> _Work to do_: Quote each line exactly, from the line that contains "Could you point at the chandelier" down to the last line of the listing, and no other lines.

[Dataset excerpts on object pointing]

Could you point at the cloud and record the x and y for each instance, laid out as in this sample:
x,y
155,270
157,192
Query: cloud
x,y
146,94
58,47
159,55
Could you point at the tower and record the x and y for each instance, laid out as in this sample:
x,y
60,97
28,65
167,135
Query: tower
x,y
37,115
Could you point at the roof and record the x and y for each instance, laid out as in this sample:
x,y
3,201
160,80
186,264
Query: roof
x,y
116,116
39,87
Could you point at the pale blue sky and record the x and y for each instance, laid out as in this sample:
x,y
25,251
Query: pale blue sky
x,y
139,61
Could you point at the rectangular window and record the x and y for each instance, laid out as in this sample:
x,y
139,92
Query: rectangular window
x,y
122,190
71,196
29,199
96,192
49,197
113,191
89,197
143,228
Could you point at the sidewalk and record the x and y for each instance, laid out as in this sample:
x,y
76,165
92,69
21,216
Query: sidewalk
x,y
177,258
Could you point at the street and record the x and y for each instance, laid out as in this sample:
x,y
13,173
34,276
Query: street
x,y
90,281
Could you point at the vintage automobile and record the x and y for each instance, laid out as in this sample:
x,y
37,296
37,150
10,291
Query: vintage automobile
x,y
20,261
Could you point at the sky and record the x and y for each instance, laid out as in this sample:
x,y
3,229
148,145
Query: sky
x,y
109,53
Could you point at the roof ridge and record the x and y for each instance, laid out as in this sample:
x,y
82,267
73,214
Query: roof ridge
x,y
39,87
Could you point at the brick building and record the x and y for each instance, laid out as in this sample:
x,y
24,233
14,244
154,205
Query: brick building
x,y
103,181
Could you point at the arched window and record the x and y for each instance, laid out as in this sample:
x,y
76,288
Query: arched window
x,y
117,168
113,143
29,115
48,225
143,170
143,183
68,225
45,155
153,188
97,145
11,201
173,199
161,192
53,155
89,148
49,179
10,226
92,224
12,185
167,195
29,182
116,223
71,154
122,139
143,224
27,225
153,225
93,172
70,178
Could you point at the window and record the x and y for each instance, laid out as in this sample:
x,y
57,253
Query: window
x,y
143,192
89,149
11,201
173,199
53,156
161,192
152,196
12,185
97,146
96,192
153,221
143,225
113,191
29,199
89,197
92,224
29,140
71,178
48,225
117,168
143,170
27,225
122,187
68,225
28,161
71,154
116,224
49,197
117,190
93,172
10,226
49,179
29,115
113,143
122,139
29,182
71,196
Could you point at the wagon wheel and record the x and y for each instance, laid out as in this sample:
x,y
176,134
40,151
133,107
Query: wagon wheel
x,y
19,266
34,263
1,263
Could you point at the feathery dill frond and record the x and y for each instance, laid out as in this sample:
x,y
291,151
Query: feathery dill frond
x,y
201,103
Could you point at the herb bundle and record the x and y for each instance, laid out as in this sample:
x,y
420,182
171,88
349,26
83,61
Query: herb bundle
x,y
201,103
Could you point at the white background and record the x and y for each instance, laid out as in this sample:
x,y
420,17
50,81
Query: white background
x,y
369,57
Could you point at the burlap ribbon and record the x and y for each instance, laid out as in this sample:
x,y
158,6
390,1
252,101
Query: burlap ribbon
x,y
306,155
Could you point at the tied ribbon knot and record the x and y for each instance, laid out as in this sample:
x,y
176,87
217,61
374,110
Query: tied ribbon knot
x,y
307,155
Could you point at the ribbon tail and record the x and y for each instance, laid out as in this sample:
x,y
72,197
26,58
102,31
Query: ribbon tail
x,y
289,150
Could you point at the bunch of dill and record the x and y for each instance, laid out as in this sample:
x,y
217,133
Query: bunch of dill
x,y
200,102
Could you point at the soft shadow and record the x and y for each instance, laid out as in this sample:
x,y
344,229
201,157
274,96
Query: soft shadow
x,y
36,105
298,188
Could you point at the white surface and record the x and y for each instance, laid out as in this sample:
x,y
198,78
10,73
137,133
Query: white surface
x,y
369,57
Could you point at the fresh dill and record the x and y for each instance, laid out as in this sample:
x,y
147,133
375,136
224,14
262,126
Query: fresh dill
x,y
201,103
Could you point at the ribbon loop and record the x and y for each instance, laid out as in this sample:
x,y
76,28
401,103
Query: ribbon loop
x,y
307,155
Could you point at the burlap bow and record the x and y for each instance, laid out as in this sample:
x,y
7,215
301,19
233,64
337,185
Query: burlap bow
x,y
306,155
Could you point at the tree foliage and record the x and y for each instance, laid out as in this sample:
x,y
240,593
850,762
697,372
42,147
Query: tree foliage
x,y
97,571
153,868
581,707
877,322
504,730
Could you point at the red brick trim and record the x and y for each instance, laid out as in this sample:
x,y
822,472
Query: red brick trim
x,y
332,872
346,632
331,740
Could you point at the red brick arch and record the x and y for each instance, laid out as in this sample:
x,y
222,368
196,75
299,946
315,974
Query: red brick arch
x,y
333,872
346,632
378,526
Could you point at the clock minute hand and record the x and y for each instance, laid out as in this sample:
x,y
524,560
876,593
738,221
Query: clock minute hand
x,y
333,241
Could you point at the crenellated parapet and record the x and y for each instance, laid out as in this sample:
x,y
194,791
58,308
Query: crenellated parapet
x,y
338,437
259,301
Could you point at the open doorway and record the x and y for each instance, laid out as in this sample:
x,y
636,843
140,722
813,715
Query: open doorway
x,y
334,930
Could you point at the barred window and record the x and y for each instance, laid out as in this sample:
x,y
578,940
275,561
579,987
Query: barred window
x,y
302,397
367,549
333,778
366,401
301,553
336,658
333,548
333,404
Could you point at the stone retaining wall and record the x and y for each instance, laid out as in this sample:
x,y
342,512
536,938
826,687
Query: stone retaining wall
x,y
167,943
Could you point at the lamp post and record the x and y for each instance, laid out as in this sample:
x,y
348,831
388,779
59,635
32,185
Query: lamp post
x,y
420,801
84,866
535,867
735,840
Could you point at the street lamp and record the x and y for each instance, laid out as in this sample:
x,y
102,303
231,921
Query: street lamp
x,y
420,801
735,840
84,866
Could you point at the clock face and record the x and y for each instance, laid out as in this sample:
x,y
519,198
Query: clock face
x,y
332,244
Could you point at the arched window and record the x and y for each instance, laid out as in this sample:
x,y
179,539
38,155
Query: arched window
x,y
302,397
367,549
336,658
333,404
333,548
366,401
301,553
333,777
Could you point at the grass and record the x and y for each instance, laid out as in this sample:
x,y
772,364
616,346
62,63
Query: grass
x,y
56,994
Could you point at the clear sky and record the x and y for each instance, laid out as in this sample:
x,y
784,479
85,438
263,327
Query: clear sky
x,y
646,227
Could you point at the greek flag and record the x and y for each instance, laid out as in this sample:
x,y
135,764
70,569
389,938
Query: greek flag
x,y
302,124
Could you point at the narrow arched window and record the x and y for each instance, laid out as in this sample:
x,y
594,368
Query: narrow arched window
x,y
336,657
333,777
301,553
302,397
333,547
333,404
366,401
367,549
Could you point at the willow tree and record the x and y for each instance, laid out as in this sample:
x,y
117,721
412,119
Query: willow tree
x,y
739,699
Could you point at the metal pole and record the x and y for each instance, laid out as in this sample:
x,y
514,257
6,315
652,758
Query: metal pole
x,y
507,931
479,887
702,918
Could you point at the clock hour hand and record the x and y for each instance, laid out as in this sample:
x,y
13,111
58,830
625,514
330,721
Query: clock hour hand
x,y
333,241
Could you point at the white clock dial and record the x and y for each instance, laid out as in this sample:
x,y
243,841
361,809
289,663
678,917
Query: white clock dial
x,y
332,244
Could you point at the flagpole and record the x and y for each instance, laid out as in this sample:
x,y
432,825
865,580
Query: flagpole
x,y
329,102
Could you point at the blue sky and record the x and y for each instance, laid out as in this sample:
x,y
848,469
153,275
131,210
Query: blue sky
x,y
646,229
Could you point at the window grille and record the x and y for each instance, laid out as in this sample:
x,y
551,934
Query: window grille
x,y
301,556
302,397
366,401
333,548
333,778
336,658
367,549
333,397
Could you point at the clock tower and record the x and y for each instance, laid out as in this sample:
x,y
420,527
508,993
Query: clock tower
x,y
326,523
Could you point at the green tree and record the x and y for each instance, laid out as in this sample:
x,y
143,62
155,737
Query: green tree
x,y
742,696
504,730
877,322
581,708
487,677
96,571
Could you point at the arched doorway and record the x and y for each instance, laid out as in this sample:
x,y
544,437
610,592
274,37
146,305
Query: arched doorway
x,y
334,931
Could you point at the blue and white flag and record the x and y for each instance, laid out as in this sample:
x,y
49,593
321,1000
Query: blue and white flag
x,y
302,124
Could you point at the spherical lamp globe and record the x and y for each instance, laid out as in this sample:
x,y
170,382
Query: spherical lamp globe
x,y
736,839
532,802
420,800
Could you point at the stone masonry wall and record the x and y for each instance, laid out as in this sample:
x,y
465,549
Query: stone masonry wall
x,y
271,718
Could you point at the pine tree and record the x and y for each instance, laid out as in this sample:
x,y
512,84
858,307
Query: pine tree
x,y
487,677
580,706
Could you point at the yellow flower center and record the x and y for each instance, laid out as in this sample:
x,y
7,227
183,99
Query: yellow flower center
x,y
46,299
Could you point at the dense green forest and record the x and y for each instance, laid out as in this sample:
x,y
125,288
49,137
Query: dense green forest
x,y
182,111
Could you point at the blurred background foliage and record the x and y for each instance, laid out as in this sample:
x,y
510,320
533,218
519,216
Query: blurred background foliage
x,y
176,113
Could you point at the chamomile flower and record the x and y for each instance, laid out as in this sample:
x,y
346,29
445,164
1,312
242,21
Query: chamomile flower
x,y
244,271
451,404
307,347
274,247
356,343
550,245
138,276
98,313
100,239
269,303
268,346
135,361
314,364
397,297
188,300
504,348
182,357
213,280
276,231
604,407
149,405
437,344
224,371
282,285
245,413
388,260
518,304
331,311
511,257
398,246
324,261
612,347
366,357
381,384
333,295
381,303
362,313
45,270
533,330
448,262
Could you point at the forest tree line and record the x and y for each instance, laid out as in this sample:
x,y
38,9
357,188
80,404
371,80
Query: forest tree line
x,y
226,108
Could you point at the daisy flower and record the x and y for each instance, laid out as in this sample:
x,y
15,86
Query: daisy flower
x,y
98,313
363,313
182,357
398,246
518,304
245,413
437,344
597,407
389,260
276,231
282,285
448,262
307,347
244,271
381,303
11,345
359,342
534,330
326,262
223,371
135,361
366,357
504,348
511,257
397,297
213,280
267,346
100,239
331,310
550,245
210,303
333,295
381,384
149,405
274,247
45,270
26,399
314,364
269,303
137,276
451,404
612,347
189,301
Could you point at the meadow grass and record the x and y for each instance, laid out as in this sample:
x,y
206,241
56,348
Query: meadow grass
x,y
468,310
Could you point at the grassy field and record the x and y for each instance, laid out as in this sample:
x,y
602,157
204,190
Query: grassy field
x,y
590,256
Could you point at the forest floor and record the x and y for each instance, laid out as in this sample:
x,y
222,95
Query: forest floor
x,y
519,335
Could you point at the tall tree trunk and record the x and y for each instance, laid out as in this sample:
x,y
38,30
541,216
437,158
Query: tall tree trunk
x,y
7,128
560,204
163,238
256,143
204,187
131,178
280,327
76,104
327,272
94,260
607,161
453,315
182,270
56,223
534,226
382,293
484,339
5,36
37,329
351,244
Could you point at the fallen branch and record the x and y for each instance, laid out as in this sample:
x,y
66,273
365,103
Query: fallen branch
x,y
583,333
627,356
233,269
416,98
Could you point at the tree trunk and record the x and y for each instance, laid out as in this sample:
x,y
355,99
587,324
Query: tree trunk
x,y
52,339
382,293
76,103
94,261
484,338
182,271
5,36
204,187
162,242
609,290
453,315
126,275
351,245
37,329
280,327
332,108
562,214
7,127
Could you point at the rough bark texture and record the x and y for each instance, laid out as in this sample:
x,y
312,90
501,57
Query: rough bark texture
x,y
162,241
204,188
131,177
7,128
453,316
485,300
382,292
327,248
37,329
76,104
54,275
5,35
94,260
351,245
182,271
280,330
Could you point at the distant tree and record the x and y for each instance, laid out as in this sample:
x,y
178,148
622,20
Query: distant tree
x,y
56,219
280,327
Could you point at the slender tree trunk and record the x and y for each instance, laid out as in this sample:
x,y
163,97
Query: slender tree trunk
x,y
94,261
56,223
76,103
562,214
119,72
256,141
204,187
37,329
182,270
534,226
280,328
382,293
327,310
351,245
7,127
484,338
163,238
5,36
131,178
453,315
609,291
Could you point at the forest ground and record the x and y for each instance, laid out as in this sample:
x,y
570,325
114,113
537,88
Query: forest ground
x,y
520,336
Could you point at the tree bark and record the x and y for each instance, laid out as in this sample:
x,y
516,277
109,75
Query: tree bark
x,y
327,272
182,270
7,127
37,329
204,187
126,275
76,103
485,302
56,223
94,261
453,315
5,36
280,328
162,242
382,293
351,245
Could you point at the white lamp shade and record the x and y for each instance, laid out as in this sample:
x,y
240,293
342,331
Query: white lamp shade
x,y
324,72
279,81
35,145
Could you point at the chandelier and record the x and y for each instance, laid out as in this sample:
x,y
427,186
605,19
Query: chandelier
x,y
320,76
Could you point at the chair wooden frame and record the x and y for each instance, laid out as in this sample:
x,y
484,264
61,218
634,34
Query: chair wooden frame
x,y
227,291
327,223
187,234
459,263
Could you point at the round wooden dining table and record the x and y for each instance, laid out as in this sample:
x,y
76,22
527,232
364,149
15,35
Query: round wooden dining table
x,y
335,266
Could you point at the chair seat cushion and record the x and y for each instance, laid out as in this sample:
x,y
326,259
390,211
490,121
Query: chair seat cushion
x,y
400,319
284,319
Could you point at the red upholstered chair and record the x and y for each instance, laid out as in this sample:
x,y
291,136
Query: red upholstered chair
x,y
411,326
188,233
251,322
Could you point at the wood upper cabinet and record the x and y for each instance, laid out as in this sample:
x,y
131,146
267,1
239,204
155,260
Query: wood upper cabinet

> _Answer to this exercise_:
Could you point at the chandelier and record the x and y for each instance, laid out as in this sample:
x,y
427,186
605,19
Query: chandelier
x,y
320,76
Could you point at the chair wooden frame and record the x and y for each instance, laid out as in this sample:
x,y
484,264
61,218
634,34
Query: chair wooden frame
x,y
227,291
327,223
187,234
459,263
Could you point at the round wooden dining table and record the x and y for each instance, laid out as in this sample:
x,y
76,22
527,232
364,149
15,35
Query: round wooden dining table
x,y
335,266
Could you point at the chair seat cushion and record the x and y for each instance, laid out as in this sample:
x,y
326,259
390,211
490,121
Query: chair seat cushion
x,y
400,319
284,319
Could you point at the red upholstered chair and record the x and y for each instance, laid out as in this sample:
x,y
291,136
Query: red upholstered chair
x,y
411,326
188,233
251,322
Could you point at the wood upper cabinet and record the x and y for each instance, laid out as in this sample:
x,y
131,146
267,1
239,204
155,260
Query: wood upper cabinet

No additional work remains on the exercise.